[start DATA SUPPLIED]

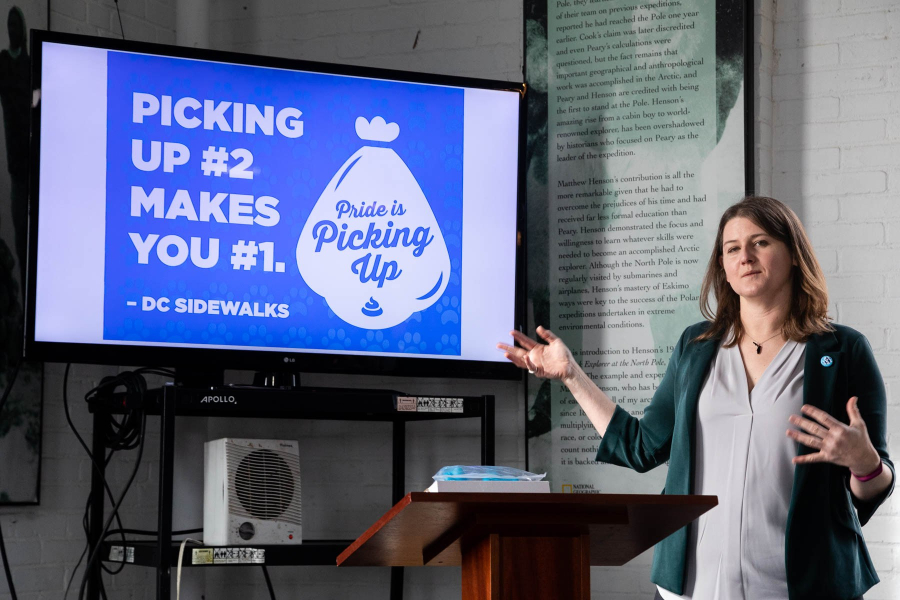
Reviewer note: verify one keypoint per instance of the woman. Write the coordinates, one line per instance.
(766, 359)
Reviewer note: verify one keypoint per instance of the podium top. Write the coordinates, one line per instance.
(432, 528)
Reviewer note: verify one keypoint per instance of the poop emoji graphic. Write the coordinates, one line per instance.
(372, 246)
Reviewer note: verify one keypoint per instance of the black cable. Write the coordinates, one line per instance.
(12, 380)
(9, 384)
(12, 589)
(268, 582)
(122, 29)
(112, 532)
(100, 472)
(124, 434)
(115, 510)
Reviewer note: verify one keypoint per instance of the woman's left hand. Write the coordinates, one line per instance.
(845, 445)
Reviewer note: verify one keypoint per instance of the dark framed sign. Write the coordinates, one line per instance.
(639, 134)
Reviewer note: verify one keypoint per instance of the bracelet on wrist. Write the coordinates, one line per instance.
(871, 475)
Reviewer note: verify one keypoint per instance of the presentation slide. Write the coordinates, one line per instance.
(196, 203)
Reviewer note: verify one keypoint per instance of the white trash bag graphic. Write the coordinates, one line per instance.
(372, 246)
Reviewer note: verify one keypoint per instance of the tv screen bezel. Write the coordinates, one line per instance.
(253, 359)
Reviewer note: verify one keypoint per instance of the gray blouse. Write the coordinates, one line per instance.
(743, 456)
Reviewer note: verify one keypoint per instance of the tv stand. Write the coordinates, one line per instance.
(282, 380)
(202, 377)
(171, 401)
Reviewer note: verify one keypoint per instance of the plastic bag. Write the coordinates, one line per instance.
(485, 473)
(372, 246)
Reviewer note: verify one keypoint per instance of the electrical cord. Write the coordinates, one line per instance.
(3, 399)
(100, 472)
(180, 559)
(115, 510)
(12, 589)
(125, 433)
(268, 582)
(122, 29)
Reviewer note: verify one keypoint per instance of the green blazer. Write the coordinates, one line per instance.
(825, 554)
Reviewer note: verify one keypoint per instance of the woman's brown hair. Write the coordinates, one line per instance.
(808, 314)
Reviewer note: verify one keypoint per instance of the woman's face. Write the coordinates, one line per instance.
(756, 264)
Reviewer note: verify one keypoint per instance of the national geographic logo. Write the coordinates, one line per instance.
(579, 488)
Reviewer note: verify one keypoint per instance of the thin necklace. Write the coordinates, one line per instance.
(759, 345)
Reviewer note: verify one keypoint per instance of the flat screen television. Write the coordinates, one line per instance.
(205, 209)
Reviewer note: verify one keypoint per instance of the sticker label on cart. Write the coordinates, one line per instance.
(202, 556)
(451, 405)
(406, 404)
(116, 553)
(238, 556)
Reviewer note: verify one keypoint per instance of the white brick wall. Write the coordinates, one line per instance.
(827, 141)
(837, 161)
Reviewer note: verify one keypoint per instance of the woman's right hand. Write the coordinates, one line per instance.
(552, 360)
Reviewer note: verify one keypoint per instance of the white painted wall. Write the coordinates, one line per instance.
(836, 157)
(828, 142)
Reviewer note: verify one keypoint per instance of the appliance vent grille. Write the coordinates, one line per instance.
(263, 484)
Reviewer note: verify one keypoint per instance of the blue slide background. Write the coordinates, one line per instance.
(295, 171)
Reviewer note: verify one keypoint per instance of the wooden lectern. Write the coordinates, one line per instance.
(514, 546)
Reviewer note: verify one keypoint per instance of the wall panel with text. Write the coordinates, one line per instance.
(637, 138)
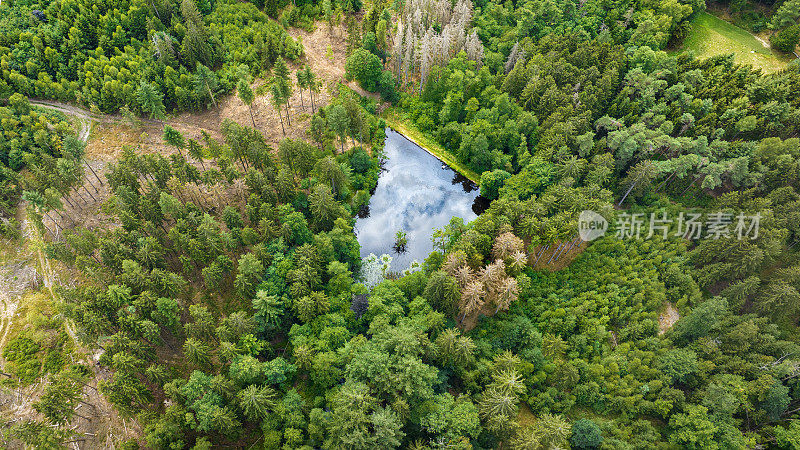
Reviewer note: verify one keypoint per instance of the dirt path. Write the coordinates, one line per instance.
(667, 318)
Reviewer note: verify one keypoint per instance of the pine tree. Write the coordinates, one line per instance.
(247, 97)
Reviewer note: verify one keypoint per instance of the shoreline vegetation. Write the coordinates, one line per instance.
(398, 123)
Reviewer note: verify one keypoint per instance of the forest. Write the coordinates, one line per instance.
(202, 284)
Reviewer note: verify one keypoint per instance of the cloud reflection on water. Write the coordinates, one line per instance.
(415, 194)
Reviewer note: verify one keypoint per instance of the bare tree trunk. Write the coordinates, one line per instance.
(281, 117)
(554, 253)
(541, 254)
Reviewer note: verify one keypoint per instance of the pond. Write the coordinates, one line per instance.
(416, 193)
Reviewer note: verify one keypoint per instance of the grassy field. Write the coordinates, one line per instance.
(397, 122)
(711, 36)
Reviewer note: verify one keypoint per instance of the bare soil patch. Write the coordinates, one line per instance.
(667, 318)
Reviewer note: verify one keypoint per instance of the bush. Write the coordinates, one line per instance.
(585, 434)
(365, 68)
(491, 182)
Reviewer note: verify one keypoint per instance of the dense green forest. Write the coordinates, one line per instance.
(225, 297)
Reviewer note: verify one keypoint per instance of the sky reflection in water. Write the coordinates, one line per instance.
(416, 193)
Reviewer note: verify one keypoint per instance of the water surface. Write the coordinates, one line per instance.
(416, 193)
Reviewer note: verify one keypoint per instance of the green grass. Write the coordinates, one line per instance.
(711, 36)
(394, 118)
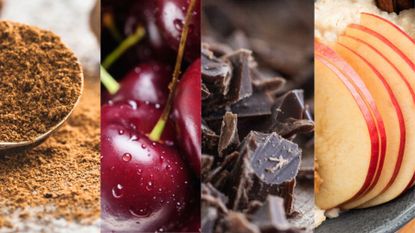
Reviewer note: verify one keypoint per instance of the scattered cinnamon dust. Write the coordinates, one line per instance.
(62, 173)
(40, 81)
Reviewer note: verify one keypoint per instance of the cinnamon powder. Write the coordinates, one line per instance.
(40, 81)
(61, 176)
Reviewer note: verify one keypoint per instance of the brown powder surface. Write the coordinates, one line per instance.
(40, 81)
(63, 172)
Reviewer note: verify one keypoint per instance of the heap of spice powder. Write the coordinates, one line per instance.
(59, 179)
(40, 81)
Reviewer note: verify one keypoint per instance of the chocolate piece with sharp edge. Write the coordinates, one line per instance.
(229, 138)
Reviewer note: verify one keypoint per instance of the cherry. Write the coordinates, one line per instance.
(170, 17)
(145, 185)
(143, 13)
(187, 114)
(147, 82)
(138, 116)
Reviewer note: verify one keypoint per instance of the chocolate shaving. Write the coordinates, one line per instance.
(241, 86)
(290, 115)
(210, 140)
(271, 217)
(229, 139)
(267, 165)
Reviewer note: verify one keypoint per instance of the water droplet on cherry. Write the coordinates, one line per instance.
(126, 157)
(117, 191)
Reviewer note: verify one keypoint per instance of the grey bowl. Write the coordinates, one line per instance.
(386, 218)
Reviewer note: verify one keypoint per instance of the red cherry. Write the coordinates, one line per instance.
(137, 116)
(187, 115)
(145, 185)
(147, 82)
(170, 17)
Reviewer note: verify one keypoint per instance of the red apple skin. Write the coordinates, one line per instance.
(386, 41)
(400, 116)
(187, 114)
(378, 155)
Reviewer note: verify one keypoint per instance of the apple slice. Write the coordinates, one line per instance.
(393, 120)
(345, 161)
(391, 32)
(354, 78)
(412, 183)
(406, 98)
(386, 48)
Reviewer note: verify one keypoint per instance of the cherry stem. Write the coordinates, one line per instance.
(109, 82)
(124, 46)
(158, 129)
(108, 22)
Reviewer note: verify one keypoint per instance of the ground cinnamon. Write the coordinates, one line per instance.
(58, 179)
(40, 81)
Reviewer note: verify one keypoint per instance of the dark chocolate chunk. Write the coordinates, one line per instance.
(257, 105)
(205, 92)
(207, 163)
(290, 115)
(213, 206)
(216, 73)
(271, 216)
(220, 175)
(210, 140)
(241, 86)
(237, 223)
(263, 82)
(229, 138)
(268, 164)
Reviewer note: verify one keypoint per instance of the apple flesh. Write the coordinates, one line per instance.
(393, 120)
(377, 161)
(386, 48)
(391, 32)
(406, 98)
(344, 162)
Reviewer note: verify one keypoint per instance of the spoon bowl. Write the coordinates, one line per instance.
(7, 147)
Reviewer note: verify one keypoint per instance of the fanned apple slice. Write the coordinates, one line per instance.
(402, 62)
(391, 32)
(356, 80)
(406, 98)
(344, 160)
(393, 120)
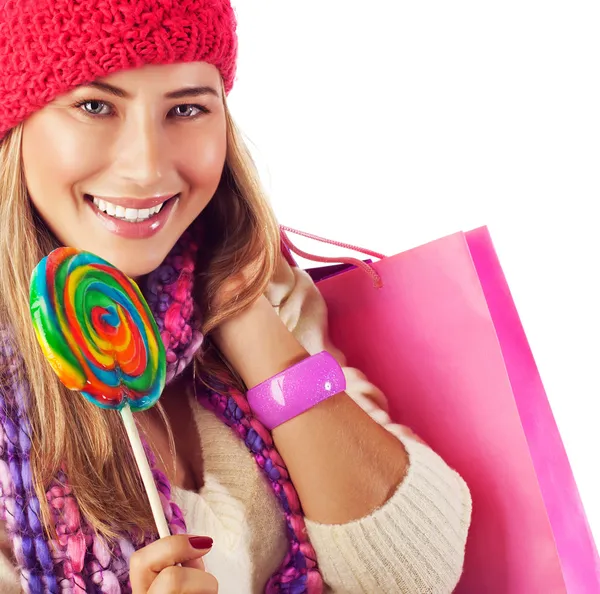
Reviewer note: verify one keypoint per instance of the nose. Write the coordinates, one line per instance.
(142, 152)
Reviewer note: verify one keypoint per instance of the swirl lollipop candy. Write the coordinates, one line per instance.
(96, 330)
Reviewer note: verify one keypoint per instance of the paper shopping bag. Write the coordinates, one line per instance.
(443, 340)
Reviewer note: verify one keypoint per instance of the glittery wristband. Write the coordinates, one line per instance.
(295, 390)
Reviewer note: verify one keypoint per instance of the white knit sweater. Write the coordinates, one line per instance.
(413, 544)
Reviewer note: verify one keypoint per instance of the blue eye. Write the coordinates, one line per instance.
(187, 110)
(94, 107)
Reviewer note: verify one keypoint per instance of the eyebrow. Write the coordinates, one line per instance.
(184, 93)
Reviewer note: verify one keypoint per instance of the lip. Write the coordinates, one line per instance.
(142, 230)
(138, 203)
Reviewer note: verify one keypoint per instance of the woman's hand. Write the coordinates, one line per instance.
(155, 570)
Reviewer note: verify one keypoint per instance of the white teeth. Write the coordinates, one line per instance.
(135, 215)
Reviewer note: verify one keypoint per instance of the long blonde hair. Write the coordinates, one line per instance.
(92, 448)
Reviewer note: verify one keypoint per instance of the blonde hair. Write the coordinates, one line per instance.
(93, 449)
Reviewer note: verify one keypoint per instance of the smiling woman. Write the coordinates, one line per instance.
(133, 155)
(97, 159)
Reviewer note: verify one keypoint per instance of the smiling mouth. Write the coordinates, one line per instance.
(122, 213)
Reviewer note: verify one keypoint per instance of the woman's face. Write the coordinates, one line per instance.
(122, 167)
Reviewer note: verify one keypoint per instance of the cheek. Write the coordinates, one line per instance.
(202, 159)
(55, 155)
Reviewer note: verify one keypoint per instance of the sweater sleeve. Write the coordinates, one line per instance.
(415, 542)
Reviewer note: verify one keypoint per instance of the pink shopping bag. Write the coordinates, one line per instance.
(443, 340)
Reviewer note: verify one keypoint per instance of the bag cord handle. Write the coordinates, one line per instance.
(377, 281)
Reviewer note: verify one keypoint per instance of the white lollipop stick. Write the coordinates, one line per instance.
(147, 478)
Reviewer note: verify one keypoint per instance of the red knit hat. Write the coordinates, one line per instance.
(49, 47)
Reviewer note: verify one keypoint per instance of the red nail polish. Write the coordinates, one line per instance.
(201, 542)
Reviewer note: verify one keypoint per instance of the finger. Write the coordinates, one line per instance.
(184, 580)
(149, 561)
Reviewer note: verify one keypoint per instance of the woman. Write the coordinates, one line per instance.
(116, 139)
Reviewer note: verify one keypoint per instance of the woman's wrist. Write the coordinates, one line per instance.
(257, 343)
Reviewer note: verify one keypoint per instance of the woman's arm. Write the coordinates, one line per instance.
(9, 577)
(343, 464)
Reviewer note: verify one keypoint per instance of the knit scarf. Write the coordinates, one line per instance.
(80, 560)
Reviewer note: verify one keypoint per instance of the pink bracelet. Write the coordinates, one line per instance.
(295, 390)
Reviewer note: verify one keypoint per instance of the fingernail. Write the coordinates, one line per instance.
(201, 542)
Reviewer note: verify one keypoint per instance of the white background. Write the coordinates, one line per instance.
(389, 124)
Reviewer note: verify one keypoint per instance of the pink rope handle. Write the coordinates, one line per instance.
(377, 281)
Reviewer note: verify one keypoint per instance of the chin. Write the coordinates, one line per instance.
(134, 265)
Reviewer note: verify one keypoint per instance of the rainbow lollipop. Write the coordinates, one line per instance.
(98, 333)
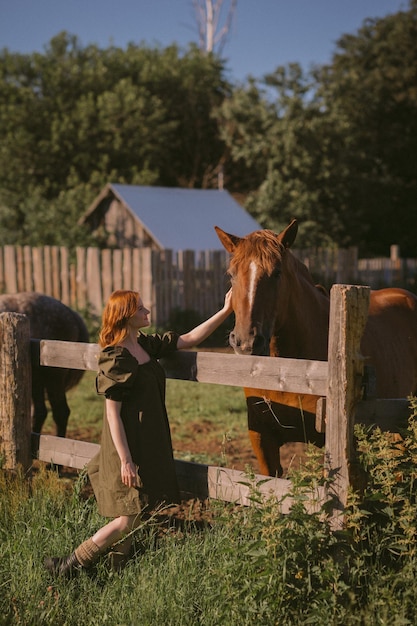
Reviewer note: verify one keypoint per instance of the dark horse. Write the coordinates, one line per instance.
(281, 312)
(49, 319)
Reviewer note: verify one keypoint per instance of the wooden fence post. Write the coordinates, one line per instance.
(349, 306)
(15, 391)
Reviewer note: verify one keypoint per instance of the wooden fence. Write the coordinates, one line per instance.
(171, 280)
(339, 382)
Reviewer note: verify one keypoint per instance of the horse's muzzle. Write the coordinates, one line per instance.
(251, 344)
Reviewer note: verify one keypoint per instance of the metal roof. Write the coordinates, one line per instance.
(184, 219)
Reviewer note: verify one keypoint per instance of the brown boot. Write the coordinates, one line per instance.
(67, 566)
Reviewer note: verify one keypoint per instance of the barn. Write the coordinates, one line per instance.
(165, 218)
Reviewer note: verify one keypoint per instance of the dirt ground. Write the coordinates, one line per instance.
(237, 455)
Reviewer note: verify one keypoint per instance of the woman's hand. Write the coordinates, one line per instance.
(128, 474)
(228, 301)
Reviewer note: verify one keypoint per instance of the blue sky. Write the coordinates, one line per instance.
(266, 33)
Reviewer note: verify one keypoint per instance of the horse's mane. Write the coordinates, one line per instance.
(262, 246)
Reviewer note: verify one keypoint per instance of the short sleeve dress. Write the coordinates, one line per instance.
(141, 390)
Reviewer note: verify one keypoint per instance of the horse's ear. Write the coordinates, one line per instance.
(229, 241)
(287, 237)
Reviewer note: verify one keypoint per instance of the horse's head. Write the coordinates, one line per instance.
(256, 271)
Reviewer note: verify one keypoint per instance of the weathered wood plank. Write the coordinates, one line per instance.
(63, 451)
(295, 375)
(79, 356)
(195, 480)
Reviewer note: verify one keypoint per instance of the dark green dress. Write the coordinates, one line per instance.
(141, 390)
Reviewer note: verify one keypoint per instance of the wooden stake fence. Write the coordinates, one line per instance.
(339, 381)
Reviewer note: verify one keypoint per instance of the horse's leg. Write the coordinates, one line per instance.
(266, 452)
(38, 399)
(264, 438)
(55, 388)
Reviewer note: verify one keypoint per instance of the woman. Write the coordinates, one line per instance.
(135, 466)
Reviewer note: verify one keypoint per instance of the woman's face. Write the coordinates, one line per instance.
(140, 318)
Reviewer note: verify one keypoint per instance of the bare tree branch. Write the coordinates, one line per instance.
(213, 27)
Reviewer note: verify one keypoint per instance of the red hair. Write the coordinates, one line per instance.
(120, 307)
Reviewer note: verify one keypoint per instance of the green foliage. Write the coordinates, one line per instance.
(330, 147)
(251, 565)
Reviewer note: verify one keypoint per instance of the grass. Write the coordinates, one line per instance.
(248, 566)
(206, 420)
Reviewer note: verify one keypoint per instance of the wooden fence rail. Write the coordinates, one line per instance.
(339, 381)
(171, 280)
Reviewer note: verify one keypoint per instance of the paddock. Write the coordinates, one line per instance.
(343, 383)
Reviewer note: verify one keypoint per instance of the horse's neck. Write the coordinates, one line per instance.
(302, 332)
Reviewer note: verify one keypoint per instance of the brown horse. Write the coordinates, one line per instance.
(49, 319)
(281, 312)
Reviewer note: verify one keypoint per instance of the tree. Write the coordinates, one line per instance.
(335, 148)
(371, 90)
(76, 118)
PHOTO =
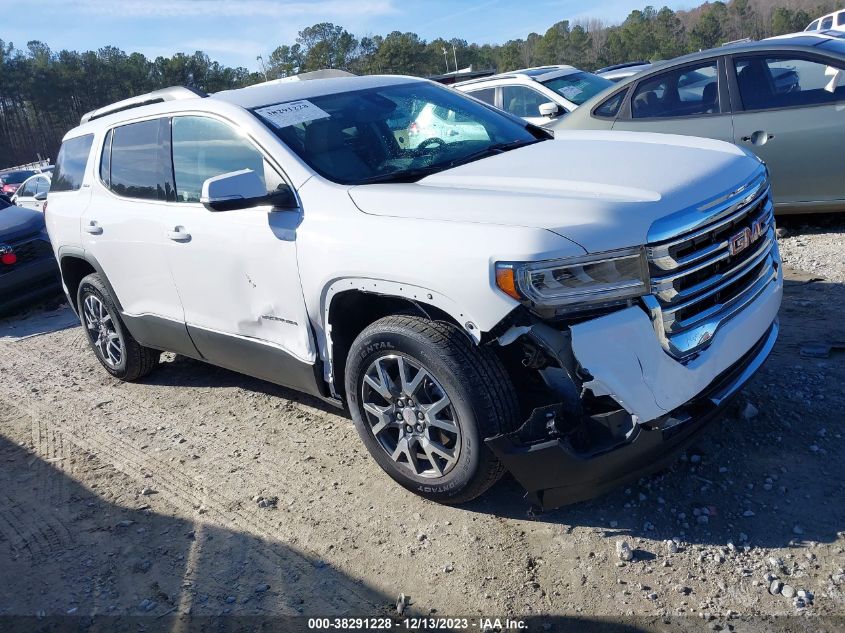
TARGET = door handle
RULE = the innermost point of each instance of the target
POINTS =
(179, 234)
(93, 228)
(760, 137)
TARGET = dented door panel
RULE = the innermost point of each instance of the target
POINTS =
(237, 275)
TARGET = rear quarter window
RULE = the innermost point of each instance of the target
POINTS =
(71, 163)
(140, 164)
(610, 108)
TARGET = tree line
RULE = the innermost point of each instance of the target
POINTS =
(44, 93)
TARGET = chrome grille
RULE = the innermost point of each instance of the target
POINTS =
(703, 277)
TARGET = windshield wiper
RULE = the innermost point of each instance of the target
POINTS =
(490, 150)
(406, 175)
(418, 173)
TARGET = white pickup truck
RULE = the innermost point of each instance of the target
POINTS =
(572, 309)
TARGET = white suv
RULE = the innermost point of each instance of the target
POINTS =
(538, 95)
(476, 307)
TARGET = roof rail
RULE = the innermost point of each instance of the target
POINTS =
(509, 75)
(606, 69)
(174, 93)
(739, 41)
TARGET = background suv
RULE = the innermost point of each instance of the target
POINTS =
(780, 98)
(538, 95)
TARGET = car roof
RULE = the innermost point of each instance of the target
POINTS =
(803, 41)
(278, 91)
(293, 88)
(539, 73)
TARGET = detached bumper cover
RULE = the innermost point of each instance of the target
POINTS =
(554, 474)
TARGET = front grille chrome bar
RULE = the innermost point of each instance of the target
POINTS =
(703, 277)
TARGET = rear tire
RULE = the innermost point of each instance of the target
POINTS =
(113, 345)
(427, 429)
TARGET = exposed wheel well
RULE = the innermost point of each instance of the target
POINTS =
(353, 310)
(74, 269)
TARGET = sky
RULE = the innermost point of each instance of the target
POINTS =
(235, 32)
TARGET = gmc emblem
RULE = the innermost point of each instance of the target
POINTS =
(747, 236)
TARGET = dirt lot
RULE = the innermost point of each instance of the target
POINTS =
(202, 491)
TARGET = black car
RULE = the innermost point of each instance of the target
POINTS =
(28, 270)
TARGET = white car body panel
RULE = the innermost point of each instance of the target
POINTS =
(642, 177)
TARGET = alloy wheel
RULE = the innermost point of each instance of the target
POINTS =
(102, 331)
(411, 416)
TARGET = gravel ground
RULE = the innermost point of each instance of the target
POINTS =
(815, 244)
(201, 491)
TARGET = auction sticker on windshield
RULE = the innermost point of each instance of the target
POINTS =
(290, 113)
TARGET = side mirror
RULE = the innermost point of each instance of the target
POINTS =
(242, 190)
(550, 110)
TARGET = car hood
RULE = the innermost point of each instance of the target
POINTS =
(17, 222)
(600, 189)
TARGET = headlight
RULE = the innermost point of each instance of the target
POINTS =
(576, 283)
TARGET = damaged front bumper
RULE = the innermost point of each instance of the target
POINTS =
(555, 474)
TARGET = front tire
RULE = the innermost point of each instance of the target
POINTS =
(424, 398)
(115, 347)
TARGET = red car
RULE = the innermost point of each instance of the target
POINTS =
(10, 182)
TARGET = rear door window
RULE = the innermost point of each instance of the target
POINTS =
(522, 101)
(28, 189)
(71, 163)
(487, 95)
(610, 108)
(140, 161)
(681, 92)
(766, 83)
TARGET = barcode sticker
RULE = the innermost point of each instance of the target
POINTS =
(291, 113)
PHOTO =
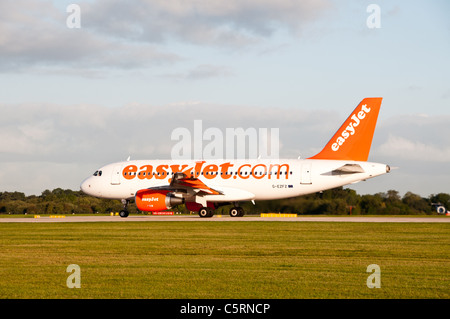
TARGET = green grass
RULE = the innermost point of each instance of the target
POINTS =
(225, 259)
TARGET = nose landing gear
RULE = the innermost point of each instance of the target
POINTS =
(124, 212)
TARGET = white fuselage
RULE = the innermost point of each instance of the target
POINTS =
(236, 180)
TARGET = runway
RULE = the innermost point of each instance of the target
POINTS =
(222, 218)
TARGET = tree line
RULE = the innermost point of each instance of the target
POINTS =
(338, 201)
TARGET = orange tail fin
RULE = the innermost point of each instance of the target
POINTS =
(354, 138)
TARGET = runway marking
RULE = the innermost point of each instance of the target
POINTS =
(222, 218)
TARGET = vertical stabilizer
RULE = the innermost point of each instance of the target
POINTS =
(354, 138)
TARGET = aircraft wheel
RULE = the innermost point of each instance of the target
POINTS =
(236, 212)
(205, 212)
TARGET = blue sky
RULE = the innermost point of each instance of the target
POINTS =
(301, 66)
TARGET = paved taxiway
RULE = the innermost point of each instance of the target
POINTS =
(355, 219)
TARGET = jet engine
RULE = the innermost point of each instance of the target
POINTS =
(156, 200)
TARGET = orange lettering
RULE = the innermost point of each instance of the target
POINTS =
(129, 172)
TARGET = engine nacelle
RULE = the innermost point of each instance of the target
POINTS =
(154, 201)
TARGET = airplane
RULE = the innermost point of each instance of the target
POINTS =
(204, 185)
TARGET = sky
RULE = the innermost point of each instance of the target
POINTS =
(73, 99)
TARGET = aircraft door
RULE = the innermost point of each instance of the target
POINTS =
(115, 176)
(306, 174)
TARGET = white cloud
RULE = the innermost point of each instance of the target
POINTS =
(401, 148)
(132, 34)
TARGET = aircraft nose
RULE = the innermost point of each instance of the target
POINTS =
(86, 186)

[end DATA SUPPLIED]

### EXERCISE:
Locate "TARGET = nose landing gear" in the data above. Then repeat, exactly, its line and each line after it through the last, adding nothing.

### FINAL RESULT:
TARGET = nose landing gear
RULE = the innermost point of each instance of the target
POINTS =
(124, 212)
TARGET = white fuselage
RULE = the innermost point of each instance of the target
POINTS =
(236, 180)
TARGET = runway
RULE = the innermost point of each instance of the target
POINTS =
(222, 218)
TARGET = tree line
RULE = the innermost point of each instance of the target
POINTS =
(338, 201)
TARGET = orange tail fin
RULE = the innermost point of each instance of the target
POINTS =
(354, 138)
TARGET = runway marking
RULE = the innermost point of each instance of the target
POINTS =
(222, 218)
TARGET = vertical stabilizer
RULE = the innermost point of each instance of the target
POINTS =
(354, 138)
TARGET = aircraft wheel
RULE = the innermost point of each instance of the target
POINTS =
(236, 212)
(205, 212)
TARGET = blue sky
RULE = the innermost point of each instance of the target
POINTS =
(301, 66)
TARGET = paved taxiway
RULE = the innermost point of each instance of the target
POINTS =
(355, 219)
TARGET = jet engine
RULE = the innermost point of each instance of the target
POINTS =
(156, 200)
TARGET = orange lettering
RULE = the innermost point of each instance of the target
POINTS =
(129, 172)
TARGET = engine nacelle
RULE = the innermost point of each instance of the target
POINTS =
(154, 201)
TARGET = airplane
RULE = the innermost point of each instance of the target
POINTS =
(204, 185)
TARGET = sky
RULE = the innermost point of each instance of the target
POINTS =
(73, 99)
TARGET = aircraft door
RULE = the innermost point of each instance of the target
POINTS =
(115, 176)
(306, 174)
TARGET = white cloud
RULE = the innermost point of each instance of the target
POINTS =
(401, 148)
(132, 34)
TARGET = aircraft nose
RULE = the innermost point of each instance of the target
POINTS =
(86, 186)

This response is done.